# Info for new turners- DON'T DO THIS



## jimship15 (Mar 27, 2007)

For anyone new to turning I thought I might start this as kind of a learning thread. We have all seen some of Tim the tool man's exploits. We could share some of our own....remember, it's all in fun.

I'll start.
DO NOT try to blow a clog out of your CA applicator tip right after unsrewing it from the glue bottle. It still has CA in it, it tastes bad, it glues the tip to your lower lip and your lower lip to your gum. Then the acetone burns realllly bad and makes you hop around the shop like doing some kind of rain dance and making all sort of wierd noises.

Don't ask how I know this...

I've heard stories

Why did I think I could blow a clog out of the applicator, DUH!!!


----------



## johncrane (Mar 27, 2007)

Orrr! no! you poor bugger you didn't did you.[:0][V][:I]


----------



## Randy_ (Mar 27, 2007)

Sounds like a potential convert to 5 minute epoxy to me??  [][]


----------



## alxe24 (Mar 28, 2007)

The tips of CA can be dip for a few hours on acetone. They will look like new. Instead of trashing the used ones or keep on cutting the tip shorter and making a bigger opening give them a bath.
Tha also works for the bushings should you have CA build up.
Don't do the bath ovenight on plastic cups. This is not a pic of my shop is some dude I knew [], I don't associate with people like that.[}]

Before and after.


----------



## Ozzy (Mar 28, 2007)

※

**Problems:**
• a. In the forum thread on CA glue mishaps, rewrite the part that opens with the words containing "## alxe24 (Mar" and closes with "Before and after.", putting "pen mandrels" in place of "bushings".
• b. In the forum thread on CA glue mishaps, how long can used CA tips be soaked in acetone to look like new?
• c. Write the next part of the forum thread on CA glue mishaps, starting after its last line.

※

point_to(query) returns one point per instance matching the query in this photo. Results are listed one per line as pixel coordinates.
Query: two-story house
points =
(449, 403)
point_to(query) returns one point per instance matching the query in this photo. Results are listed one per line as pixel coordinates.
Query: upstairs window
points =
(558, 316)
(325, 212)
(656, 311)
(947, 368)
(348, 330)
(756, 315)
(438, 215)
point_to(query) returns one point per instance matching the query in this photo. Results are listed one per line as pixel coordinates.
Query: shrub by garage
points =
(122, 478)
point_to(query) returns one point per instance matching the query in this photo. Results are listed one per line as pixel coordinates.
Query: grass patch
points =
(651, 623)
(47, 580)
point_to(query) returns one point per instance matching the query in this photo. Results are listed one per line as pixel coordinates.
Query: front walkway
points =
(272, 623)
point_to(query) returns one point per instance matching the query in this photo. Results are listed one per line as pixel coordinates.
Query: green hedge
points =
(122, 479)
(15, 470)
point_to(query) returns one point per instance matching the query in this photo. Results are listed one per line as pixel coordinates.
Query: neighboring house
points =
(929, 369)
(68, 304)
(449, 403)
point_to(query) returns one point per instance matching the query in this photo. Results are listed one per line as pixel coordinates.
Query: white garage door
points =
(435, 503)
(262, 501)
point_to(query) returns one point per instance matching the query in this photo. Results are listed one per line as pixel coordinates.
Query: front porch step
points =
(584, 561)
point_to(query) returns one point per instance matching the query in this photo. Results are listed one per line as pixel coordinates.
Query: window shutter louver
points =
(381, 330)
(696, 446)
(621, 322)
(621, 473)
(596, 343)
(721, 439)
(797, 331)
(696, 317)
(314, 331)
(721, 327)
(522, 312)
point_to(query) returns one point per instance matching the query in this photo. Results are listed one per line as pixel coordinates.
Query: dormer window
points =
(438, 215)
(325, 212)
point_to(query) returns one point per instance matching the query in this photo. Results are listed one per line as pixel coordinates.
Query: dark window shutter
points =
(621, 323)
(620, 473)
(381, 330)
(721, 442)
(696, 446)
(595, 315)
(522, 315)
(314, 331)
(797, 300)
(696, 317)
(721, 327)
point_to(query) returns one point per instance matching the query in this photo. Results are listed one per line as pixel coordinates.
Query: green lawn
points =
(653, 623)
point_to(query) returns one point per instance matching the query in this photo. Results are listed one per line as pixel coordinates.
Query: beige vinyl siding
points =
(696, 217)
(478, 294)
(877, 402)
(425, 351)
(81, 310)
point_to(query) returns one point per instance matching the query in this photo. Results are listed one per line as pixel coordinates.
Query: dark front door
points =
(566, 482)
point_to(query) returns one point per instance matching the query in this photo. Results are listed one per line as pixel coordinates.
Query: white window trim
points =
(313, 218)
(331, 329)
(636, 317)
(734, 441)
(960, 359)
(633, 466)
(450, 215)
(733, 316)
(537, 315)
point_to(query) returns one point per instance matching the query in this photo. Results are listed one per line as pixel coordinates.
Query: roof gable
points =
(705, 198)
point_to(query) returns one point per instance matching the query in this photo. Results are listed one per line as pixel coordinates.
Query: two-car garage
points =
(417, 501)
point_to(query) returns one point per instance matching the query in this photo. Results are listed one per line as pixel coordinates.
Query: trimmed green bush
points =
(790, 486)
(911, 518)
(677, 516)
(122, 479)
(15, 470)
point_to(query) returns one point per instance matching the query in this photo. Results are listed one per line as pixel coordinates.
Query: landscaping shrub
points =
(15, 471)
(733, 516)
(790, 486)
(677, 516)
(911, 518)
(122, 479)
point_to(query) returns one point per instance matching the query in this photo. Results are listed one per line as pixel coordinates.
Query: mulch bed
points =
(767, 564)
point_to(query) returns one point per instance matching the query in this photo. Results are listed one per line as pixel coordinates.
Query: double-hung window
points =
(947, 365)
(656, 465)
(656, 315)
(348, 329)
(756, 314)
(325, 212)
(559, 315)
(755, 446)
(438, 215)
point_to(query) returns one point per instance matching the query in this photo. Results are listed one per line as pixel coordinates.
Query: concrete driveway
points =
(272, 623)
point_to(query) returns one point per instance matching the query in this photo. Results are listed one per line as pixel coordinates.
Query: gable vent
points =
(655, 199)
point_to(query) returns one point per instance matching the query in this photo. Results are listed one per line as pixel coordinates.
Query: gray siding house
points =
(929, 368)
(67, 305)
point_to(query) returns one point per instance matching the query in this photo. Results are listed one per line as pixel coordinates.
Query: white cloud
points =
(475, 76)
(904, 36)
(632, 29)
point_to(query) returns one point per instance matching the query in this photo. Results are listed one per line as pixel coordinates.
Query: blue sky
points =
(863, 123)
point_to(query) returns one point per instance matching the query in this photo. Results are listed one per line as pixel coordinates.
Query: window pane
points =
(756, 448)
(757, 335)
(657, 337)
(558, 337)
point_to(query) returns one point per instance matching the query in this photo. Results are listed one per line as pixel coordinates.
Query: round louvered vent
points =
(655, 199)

※

**Responses per task:**
• a.
## alxe24 (Mar 28, 2007)

The tips of CA can be dip for a few hours on acetone. They will look like new. Instead of trashing the used ones or keep on cutting the tip shorter and making a bigger opening give them a bath.
Tha also works for the pen mandrels should you have CA build up.
Don't do the bath ovenight on plastic cups. This is not a pic of my shop is some dude I knew [], I don't associate with people like that.[}]

Before and after.

• b. A few hours.

• c.
My tip is when milling pen blanks always hold the blank in a vice (or anything else besides your fingers). Before I got my drill press...uhh, wait... I mean, I have a friend that didn't have a DP, he always held his blanks with his fingers and used a hand held drill to mill his blanks. After two blowouts (yes, it happened twice) and ripping his thumb and forefinger to shreds, he started using vice grips and then graduated to a vice and DP.


----------



## Mikey (Mar 28, 2007)

Ozzy, I did that with a handheld drill, but instead of a blowout, the blank slipped and I wore a nice grove into the top of my thumb. Thank goodness the drill wasn't at full speed.[]


----------



## Alexander (Mar 28, 2007)

When turning a cigar pen, or any other pen with different length tubes, BE ABSOLUTELY CERTAIN you have them in the right order before you begin turning.


----------



## jjenk02 (Mar 28, 2007)

A friend of mine, NOT me[] had CA on his fingers and accidentally sprayed accelerator on them. BURN, BURN, BURN, and a few blisters. DON'T do this...


----------



## Tanner (Mar 28, 2007)

Make sure you change bits when drilling the tube holes for kits that use different size tubes for the same pen.  A friend of mine has done this twice now.[:I]  He now drills the smaller hole first then changes to the bigger bit for the bigger tube,  just in case he forgets to change to the bigger bit for the second tube hole.[]


----------



## GaryMGg (Mar 28, 2007)

If you're disassembling a slimline and holding the barrel in your bare hand, wrap a plastic baggie around the hardware end of the barrel. A friend of mine [] wasted valuable turning time searching for the missing part when it went flying out of the barrel into the shop somewhere.

Gary


----------



## pete00 (Mar 28, 2007)

a friend of mine told me....

To prevent blow out on bottom of blank, dont drill all the way through blank, leave 1/8-1/4 inch or so.

with this tip in mind if you have to pour ca in hole for what ever even though there is no hole on bottom the the ca will come out through the pores in wood and glue your fingers to bottom.

Using paper towels to hold blank next time will only make the ca glue stick faster and leave little paper blotches on your fingers for a week

my friend still does it sometimes.....[}]


----------



## ElMostro (Mar 28, 2007)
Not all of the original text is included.